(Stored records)
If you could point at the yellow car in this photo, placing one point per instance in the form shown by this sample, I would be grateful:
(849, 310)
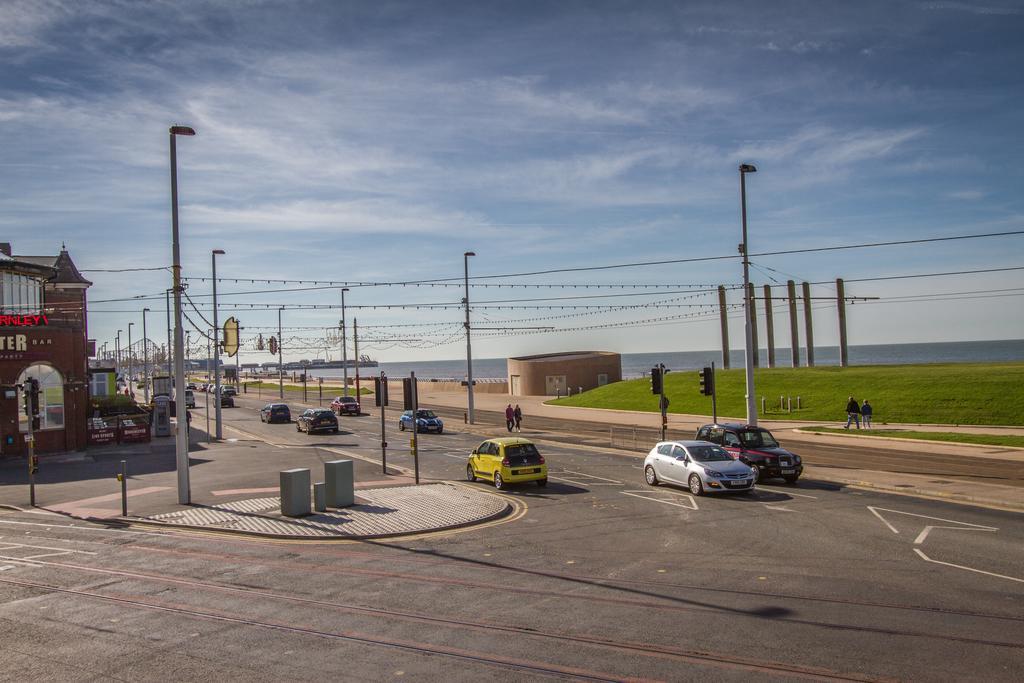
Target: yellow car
(508, 460)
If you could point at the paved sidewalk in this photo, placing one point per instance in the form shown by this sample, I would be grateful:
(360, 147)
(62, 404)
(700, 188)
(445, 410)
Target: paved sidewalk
(377, 513)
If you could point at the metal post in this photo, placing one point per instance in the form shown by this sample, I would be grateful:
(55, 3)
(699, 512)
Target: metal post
(808, 328)
(469, 348)
(382, 394)
(844, 354)
(752, 411)
(794, 329)
(124, 487)
(416, 441)
(725, 326)
(145, 359)
(355, 348)
(344, 346)
(769, 327)
(181, 435)
(216, 346)
(281, 361)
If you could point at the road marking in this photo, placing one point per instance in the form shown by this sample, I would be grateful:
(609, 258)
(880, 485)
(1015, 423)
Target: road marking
(875, 511)
(786, 492)
(641, 494)
(925, 531)
(961, 566)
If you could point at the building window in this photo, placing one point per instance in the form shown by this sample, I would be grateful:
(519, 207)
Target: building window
(50, 396)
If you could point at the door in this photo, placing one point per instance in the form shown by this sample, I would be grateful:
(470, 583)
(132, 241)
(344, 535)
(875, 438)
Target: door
(555, 385)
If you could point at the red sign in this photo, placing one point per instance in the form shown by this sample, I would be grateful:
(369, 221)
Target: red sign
(24, 321)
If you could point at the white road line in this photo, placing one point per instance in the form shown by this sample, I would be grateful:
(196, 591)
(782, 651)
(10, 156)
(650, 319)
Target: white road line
(638, 494)
(592, 476)
(884, 520)
(925, 531)
(786, 492)
(941, 519)
(961, 566)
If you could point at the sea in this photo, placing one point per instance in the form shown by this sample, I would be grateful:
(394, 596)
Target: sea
(638, 365)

(WHAT THIS TASK INVOLVES): Copy every item above word for word, omitting the pictures.

(EXPECTED OUTPUT):
If you could point at the yellow car in this photo, placing one point per instance in the form shown by this sample, I would be grateful:
(849, 310)
Target: yellow car
(508, 460)
If you could point at the paved sidewalk in this photo, placing one point per instance in the form shown by this sample, I would be grateful:
(360, 147)
(62, 404)
(700, 188)
(445, 410)
Target: paved sidewalk
(377, 513)
If you could point at the metal post in this photo, placing one point per instance in the form shown by this sample, I would be grateful:
(55, 3)
(699, 512)
Target: metal post
(808, 328)
(469, 348)
(382, 394)
(844, 354)
(752, 411)
(794, 329)
(124, 487)
(416, 441)
(725, 326)
(145, 359)
(355, 348)
(344, 346)
(769, 327)
(181, 435)
(216, 346)
(281, 361)
If you could point at the road marking in this photo, placing one point per instance in the form shown by this sample, I would be grateful:
(609, 258)
(880, 485)
(1015, 423)
Target: road marking
(875, 511)
(786, 492)
(641, 494)
(925, 531)
(961, 566)
If you could point at the building window in this photo, placing one point per instance in the form shown by this sample, I would be grateful:
(519, 207)
Target: building window
(50, 396)
If you could point at the door in this photo, placing one point per instance in the form shown by this sample, I would be grateful:
(470, 583)
(132, 241)
(344, 535)
(875, 438)
Target: door
(555, 385)
If you could point at the red sign in this photo, placing one point per instance in the form shown by this sample, I would be grateful:
(369, 221)
Target: red sign
(24, 321)
If you could point at the white road line in this photo, placing one point per instance in the form shown by this sample, I would be grateful:
(196, 591)
(782, 651)
(10, 156)
(650, 319)
Target: white road line
(638, 494)
(592, 476)
(884, 520)
(925, 531)
(786, 492)
(941, 519)
(961, 566)
If you could point at the sea in this photo, placing one point per instance in the form shown by this sample, I would be grateful:
(394, 596)
Target: sea
(638, 365)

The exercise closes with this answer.